OK, I think I understand wrongly.
>
>Also, I think, aio_set_fd_handler() and aio_dispatch() run in the same thread for
>a given AioContext, and dispatch runs with ctx->list_lock held (via
>lockcnt). So looks like handler removal and dispatch are serialized at the QEMU
>level.
I just found my scenario is a bit different from yours, aio_set_fd_handler()
is called in vcpu thread and aio_dispatch() is called in main thread in my scenario.
>
>Do you see a specific window where the fd could still trigger after
>EPOLL_CTL_DEL returns?
No, just speculation.
>
>Could you confirm which fdmon backend you are using..poll, epoll, or
>io_uring?
There is no CONFIG_LINUX_IO_URING defined in my env.
GDB printed fdmon_poll_ops for iohandler_ctx->fdmon_ops, I also set
breakpoint on fdmon_epoll_try_upgrade(), no catch, I think it was
using poll.
>
>One more question: is the FAULTQ register/unregister model identical to
>vEVENTQ in terms of allocation and teardown ordering?
register/unregister model are similar, see https://github.com/yiliu1765/qemu/commit/28b72d6b372555494d0e6a1ccfc97c80bc34423a
the full branch: https://github.com/yiliu1765/qemu/commits/zhenzhong/iommufd_prq_wip/
> For vEVENTQ we only
>unregister when the last device is removed from the vIOMMU, typically via
>device_del hot unplug.

## Required task 1
Repeat the part of the QEMU thread starting with "is called in vcpu" and going on through "No, just speculation.".

## Raw records
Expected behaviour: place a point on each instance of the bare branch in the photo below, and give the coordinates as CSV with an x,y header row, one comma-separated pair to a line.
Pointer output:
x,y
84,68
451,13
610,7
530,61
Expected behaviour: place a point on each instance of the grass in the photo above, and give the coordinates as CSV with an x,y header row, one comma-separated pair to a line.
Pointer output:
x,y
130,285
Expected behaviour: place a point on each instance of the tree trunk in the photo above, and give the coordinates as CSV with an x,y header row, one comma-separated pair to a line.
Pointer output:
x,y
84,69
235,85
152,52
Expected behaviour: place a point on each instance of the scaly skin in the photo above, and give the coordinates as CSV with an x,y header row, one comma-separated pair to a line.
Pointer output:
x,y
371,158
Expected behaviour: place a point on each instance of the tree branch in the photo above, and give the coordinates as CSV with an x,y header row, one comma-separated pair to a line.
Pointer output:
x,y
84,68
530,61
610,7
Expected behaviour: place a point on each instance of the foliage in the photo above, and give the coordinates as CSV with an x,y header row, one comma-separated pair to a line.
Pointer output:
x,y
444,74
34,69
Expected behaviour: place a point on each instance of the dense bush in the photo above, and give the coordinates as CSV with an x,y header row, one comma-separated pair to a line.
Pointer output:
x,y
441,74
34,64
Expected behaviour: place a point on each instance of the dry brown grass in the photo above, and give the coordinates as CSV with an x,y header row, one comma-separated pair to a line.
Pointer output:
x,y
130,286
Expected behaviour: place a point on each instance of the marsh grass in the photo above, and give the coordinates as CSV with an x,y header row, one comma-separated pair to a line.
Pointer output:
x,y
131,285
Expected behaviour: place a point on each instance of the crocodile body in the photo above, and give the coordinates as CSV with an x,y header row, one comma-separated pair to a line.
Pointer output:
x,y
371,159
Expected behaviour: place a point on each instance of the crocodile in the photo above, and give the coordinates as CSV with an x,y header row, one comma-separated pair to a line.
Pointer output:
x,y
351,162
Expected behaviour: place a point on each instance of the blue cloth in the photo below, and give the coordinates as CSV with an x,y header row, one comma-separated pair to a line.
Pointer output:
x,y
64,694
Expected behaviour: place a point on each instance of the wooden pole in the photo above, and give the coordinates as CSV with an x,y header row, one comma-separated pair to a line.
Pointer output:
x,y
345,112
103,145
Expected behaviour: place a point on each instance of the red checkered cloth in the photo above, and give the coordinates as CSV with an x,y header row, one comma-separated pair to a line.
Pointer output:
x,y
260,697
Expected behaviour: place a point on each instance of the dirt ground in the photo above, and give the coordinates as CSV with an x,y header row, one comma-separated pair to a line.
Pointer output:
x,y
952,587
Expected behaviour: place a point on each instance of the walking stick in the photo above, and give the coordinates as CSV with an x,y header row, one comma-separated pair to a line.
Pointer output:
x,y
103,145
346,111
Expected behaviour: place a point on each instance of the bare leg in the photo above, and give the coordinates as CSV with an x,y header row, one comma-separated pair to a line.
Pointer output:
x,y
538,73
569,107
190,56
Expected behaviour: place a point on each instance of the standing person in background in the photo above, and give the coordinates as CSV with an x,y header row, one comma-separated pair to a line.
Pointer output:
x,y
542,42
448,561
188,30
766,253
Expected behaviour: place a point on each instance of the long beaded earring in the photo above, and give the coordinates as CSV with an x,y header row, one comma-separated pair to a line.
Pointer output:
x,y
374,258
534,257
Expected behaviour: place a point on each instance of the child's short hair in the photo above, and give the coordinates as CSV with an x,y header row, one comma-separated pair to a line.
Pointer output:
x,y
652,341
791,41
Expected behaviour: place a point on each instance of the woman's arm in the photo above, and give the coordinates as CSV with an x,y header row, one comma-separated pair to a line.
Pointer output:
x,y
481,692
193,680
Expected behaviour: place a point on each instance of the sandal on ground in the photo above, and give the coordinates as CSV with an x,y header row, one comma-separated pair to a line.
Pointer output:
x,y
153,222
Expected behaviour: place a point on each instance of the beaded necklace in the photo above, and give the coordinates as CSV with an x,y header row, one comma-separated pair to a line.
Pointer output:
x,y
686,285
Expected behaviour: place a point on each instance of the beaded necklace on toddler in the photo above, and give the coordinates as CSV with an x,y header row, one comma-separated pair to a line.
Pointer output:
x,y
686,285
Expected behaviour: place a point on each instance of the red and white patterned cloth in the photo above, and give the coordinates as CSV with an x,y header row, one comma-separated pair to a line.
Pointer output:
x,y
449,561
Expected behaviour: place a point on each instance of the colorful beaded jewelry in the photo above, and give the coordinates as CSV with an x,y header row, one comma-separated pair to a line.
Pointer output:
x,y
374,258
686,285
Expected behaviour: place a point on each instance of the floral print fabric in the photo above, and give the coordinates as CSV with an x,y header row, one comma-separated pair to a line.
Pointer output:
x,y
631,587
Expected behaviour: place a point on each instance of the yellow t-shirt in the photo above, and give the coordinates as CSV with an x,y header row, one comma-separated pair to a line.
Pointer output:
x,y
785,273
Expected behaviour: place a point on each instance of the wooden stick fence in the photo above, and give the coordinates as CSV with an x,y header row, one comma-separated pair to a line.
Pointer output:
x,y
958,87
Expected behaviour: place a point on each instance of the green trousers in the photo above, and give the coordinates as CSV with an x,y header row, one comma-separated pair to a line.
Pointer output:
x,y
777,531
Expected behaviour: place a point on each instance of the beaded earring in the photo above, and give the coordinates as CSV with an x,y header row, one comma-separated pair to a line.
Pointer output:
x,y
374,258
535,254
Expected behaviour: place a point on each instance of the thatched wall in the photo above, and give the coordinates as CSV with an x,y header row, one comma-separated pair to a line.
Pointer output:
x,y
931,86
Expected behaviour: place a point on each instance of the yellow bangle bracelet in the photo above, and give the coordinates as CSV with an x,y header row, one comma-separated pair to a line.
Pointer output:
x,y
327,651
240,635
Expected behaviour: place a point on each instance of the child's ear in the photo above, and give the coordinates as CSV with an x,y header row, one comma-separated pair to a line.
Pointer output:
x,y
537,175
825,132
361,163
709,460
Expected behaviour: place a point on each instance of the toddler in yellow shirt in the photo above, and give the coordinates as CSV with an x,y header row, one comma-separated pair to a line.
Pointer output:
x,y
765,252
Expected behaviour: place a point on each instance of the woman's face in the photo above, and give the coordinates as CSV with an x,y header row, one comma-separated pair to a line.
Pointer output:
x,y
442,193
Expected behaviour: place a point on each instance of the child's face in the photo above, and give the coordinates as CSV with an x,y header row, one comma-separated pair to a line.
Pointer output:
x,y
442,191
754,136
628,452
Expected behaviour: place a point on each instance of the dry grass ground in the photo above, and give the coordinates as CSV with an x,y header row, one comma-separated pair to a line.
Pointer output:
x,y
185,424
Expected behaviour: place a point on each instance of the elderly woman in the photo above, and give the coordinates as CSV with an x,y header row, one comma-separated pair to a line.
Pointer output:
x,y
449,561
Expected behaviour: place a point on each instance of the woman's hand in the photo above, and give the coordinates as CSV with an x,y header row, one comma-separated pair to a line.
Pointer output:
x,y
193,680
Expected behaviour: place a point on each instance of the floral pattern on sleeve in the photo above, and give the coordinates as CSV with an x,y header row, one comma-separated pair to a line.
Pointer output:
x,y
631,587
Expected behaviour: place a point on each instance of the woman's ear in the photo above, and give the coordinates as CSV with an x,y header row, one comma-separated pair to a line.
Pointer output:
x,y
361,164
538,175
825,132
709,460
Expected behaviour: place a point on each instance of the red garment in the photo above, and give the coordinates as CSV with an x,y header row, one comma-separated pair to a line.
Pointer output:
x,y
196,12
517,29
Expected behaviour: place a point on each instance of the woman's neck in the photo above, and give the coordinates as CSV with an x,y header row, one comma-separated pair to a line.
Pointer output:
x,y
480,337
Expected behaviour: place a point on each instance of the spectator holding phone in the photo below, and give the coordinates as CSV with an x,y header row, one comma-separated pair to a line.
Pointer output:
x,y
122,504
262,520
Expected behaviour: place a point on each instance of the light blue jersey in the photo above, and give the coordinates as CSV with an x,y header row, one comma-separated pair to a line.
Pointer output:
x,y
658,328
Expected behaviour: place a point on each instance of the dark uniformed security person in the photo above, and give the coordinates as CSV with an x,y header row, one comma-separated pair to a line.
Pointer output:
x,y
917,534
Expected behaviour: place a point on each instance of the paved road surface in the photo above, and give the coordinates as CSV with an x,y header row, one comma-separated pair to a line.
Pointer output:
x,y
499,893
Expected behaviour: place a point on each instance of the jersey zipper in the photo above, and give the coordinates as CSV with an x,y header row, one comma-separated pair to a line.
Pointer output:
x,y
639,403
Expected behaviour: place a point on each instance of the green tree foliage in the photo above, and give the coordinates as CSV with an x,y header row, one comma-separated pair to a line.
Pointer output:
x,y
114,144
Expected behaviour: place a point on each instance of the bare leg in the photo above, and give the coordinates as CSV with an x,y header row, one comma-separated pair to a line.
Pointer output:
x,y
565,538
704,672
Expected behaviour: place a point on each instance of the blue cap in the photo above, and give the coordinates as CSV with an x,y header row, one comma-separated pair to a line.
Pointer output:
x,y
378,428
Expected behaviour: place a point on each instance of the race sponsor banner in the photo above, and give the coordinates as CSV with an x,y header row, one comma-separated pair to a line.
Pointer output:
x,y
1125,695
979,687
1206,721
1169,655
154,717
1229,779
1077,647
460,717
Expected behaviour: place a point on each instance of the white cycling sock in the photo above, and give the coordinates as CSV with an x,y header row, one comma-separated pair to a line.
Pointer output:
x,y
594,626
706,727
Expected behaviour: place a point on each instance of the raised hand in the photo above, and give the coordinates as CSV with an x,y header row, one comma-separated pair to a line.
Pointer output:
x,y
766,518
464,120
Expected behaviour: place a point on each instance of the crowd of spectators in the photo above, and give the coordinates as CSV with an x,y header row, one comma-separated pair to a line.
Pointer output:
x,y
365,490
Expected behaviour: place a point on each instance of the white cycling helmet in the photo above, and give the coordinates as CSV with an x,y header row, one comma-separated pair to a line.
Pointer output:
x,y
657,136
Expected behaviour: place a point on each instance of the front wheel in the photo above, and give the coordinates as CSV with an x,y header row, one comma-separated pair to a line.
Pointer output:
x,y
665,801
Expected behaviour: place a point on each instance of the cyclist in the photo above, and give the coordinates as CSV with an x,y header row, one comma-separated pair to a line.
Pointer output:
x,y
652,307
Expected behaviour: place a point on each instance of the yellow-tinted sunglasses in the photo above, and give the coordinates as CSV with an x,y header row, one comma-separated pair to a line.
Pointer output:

## Required task 2
Reproduce the records starting with the line with "white cycling sock" and going on through the final line of the records.

## Correct result 1
is called in vcpu thread and aio_dispatch() is called in main thread in my scenario.
>
>Do you see a specific window where the fd could still trigger after
>EPOLL_CTL_DEL returns?
No, just speculation.

## Correct result 2
Expected behaviour: place a point on each instance of the white cycling sock in the photo above, and give the coordinates as CSV with an x,y header row, one comma-separated pair to a line.
Pointer output:
x,y
594,626
706,727
Expected behaviour: place a point on each instance of the raised hand in the photo above, and give the coordinates as CSV with an x,y header row, one comma-separated pair to a line.
Pointer output:
x,y
766,518
464,120
Expected behaviour: place a point on each instance of the crowd of spectators in the photo above, and give the coordinates as CSV with an x,y header row, one comma-separated pair to a line.
Pointer output:
x,y
365,490
Expected behaviour: place a point on each instance of the white cycling helmet in the photo above, and give the coordinates as CSV with an x,y header row, one comma-separated pair to a line.
Pointer output:
x,y
657,136
Expected behaviour: place a point on each instance of the front wheel in the photo above, and give the coordinates as CSV with an x,y header row, one comma-separated pair to a line.
Pointer output:
x,y
665,801
Expected behaviour: place a point on each instance of the cyclist in the photo above, and give the coordinates as CSV with an x,y header row, one comma-separated pair to a line.
Pointer output:
x,y
652,307
Expected behaviour: place a point on each instance of the yellow-tinted sunglasses in the photo above, and give the coordinates as CSV with an x,y header row, one comma-separated pair to a line.
Pointer output:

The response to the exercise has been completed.